» Text excerpt
If you’re following along while building your own smart mirror frame, don’t worry if you cannot find those exact dimensions - it ends up a little bulky anyway, so feel free to size down a bit, just make sure you can encase your device and the smart mirror you’re getting. My mirror ended up being pretty beefy (and heavy, thanks to a thick piece of glass), so feel free to size this down a bit for your build.

I originally planned to use glue to put together the frame and hold the mirror in place, but the type of glue I purchased didn’t seem to hold two pieces of wood together very well so I bought some double-sided tape and used that instead. I figured I can even put in a Lightning cable for power by using a bit of Sugru to hold that in its original position.

Since I was looking to place the mirror on my desk, I decided to also get a simple adjustable tablet stand that will hold the whole thing in place. I perused Amazon’s offerings for a bit and eventually picked the Amazon Basics adjustable tablet stand for only about €8 or so.

Checkout Slip

I ended up buying some foam rubber for protection later on, but this is the bulk of the material costs, not counting the mirror.

» The tasks
1 > Repeat the stretch of the smart mirror excerpt from "Since I was" through "about €8 or so.", word for word.
2 > Rewrite the paragraph of the smart mirror excerpt beginning "I originally planned to use glue" as a shorter version that keeps its main facts.
The listing after this text comes from a separate, unrelated source.

» Region labeling listing

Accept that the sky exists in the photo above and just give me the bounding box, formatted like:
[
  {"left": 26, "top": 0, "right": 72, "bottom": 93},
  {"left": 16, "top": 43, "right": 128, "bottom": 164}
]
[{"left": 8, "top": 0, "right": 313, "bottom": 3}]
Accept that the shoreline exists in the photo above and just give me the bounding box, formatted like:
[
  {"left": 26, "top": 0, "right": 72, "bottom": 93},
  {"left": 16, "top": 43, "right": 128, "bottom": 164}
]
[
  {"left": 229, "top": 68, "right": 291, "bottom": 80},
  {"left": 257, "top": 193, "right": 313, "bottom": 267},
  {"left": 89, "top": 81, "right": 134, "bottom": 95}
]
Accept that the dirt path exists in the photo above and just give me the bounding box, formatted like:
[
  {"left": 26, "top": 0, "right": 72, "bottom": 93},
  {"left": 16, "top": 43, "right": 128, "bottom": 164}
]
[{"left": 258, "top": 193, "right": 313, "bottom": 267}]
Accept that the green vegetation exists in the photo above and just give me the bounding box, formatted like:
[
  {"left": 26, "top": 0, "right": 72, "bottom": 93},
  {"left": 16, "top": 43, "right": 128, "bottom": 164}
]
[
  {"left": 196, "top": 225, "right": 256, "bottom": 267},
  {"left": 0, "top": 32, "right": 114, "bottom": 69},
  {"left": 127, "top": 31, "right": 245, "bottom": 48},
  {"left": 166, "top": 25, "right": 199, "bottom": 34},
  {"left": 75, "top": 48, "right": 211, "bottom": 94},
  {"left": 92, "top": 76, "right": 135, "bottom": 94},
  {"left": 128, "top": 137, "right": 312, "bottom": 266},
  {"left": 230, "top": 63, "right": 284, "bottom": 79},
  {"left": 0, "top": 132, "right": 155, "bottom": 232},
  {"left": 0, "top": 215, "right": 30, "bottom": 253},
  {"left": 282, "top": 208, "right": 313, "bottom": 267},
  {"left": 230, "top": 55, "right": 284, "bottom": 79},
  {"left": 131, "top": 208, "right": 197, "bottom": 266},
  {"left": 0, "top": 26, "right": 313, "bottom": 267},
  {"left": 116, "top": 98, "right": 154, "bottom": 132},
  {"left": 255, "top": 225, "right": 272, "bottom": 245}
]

» Task-by-task answers
1 >
Since I was looking to place the mirror on my desk, I decided to also get a simple adjustable tablet stand that will hold the whole thing in place. I perused Amazon’s offerings for a bit and eventually picked the Amazon Basics adjustable tablet stand for only about €8 or so.

2 > The plan was to use glue to build the frame and secure the mirror, but the glue did not hold two pieces of wood together well, so double-sided tape was used instead. A Lightning cable could also be added for power, held in its original position with a bit of Sugru.